*Task list*
a: In the blog posts on branding and innovation, what did the writer pay for the mint DKNY suit jacket found at the vintage store?
b: Pick up the blog posts on branding and innovation where they stop and write the next part.

*Provided passage*
....................

Month: May 2005

  • Authentic Brands

    My recent post about brand layering reminded me of something Kevin Fong mentioned at the ID Design Strategy conference. Companies like Polaroid and Westinghouse are now renting out their brands to other manufacturers, while the parent company puts an ironic layer of marketing frosting on top: “You can be sure… if it’s a Westinghouse.” Um, apparently we can’t. Click through to the small appliance category and the mask comes off, a giant list of “Salton Brands” (not “Salton Products” mind you).

    With brand layering, brand renting, and consumers taking the situation literally into their own hands, an authentic brand backed by an authentic company will be a rare and valuable asset. My current client has two offices full of authentic people doing authentic work under an authentic-but-little-known name, they’re feeling the pressure to grow, and the pure marketing path (as opposed to marketing great work) tempts them. It’s easy to talk about doing the right thing and focusing on the customer, but the reality — even in “good” companies — is much messier, requiring thoughtful conversation within the organization of how the products and processes on the drawing board will change the way they are perceived.

  • Brand Layering vs. Customer-Made

    Last Saturday I sauntered into Urban Outfitters to see what they were selling these days. Their inventory is pretty edgy and feels like a bellweather of what fashion is moving from the lead users to everyone else.

    I was drawn to this line of relaxed suit jackets, which mix business and design in a way you might think I’d want them mixed. The line is called Urban Renewal (a house brand?) and which — according to the tags — might be vintage clothing, might be new, and/or might be modified somehow…

    Some of the jackets had added stiching patterns or an ’80s iron-on or patch on the back. On this particular specimen, the jacket was vintage and simply rebranded, which is only appropriate as the original was created by Needle Craft for another company called Good Friends of Athens, Tennessee. Notice how Urban Renewal leaves the original label inside…

    It was only $59, so I had half a mind to buy it and add my own layer of branding to it. But, now inspired, I instead headed for the vintage store where I found a mint DKNY suit jacket for $15. After spending another $10 in funky buttons at the sewing store and a half hour of sewing, I had a Noise Between Stations brand jacket. The customer-made approach was more fun, an exercise in play, and saved me $35.

  • Lawrence Lessig on innovation vs. the law

    Lawrence Lessig’s recent speech, Clearing the Air About Open Source actually focuses more on the war between innovators and those that profit by impeding innovation: lawyers, lobbyists, and the companies that employ them. He illustrates how the courts are used to litigate companies into bankruptcy, how companies like Microsoft are hiring boatloads of lawyers to use the reality of patent law to fend off open source, and how on the macro level it is countries who are making decisions about patent law and software investments to further their interests.

    Most importantly, he points out that these arguments are rarely framed as threats to innovation, but that they need to be to protect innovation. You can see his influence on the EFF’s website.

    During the Q&A he offers some specific ways the open source community can fight this war, e.g. by supporting political points of view that both embrace liberal (allow innovators to compete against BigCo) and conservative (stop government from meddling in the market) points of view. Still, he paints a dire picture for anyone building software from the OS to the application layer, and I’m glad I’m not in that business.

  • Index of Sustainable Economic Welfare (ISEW)

....................

*Extracted information*

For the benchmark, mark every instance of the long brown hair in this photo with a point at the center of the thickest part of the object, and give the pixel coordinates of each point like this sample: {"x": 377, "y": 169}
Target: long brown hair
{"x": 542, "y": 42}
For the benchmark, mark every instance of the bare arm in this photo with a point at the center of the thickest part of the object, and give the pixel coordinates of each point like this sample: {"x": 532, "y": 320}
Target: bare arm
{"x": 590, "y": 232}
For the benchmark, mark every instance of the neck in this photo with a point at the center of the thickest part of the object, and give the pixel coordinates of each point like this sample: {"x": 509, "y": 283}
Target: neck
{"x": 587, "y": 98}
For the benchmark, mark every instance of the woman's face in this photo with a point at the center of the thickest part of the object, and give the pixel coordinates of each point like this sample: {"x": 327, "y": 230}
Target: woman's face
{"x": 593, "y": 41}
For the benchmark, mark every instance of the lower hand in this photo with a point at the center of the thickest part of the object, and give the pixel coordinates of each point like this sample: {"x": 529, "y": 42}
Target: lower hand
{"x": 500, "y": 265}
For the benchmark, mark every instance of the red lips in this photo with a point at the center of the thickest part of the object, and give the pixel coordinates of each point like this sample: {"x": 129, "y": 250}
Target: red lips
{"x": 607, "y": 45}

....................

*Exercise answers*
a: $15

b:
    I was exposed to the ISEW by Josephine Green of Philips at the ID Design Strategy conference. She struck me as the female John Thakara: highly intelligent and morally scolding, and dropping in your lap the challenge of solving the problems she just convinced you are vitally important.

    To understand how ISEW differs from, say, measuring GDP, first look at them graphed together:

    graph showing GDP going up and ISEW going up then down

    Then read the description:

    The ISEW is one of the most advanced attempts to create an indicator of economic welfare. It is an attempt to measure the portion of economic activity which delivers genuine increases in our quality of life – in one sense ‘quality’ economic activity. For example, it makes a subtraction for air pollution caused by economic activity, and makes an addition to count unpaid household labour — such as cleaning or child-minding. It also covers areas such as income inequality, other environmental damage, and depletion of environmental assets.

    And hear how the proponents respond to criticism:

    Some commentators say that the use of such ‘non-statistical’ judgements invalidates the utility of ISEW. However, this is even more of a problem for GDP when it is used as an indicator of progress — for its own value judgement is that these adjustments be set at zero.

    In the past you might have gotten traction with a name like ISEW, but I’d like to see it reframed — possibly with the help of the Longview Institute — into an idea progressive political candidates can run on. For now, we can all start chipping away at the use of GDP.

  • ID Design Strategy presentations online

    Now online are the presentation visuals from the recent Design Strategy conference at the Institute of Design.

  • Energy vocab watch

    Terry just taught me clean washing greenwashing, which is when a company smears on the energy-efficient PR while continuing their old inefficient ways.

    And now there’s hygrid, a hybrid of electricity from the grid and rolling your own.

  • The importance of being silly

    kids playing

    I recently had a good conversation with Sara Beckman of Berkeley’s Haas School of Business. Comparing what MBA students do in relation to designers, it’s hard to identify what skills they’re missing — other than hard skills like illustration — that designers have. What business students learn in courses like product development is surprisingly similar to product development that designers learn. Sara’s students even do ethnographic studies and build personas.

    And in my experience, it’s easier for business people to make the leap into business design activities than designers. Maybe it’s because business is a broader base of training, or because it doesn’t focus on the design of artifacts.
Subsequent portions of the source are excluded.